## Your assignment
Could you copy out every line of the data where the word "green" occurs?

Point-per-instance localization data:
+++++

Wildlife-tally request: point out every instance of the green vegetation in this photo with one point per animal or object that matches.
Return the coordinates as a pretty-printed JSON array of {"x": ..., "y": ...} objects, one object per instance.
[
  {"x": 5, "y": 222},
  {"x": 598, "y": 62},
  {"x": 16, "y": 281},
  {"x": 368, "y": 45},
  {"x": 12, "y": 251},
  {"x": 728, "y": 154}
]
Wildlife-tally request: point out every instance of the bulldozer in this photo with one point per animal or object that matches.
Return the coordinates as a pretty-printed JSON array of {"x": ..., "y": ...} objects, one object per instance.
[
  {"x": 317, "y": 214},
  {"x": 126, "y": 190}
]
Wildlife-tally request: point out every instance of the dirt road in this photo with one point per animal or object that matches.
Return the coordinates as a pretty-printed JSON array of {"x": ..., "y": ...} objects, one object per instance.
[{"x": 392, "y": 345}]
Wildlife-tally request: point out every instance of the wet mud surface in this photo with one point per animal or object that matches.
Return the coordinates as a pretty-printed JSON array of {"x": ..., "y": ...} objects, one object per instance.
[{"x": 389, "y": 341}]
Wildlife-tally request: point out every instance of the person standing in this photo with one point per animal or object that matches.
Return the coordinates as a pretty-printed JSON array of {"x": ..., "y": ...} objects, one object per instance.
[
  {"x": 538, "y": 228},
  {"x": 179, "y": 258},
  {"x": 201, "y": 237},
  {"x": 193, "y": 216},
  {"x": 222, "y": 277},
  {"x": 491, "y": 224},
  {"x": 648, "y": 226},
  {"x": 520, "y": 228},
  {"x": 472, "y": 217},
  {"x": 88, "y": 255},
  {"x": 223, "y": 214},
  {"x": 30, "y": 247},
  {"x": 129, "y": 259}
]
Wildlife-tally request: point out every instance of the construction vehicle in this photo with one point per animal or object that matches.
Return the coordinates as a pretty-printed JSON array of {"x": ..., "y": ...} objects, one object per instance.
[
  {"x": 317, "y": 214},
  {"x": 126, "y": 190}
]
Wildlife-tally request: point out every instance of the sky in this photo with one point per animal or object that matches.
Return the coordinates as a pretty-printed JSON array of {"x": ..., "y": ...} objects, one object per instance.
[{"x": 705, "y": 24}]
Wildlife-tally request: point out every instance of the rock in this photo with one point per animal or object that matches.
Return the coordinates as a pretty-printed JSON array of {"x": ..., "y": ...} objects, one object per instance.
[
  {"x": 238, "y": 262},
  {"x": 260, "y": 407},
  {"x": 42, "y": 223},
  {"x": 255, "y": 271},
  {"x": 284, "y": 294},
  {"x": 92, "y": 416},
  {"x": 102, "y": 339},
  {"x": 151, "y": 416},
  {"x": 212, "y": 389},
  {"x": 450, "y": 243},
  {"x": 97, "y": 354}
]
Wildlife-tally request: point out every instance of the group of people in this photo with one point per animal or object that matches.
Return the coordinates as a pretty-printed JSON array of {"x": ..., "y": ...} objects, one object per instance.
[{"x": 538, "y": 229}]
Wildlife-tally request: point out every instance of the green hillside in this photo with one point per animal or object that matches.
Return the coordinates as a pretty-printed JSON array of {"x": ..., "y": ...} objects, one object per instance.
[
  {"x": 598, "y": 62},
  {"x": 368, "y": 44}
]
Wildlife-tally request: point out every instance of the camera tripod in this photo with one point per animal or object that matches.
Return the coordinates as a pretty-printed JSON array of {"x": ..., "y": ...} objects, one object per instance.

+++++

## Solution
Wildlife-tally request: point out every instance of the green vegetation in this photo with one point per animal or object that matches.
Wildlife-tally request: point out every instance of the green hillside in this photo with one point per animal or object that matches.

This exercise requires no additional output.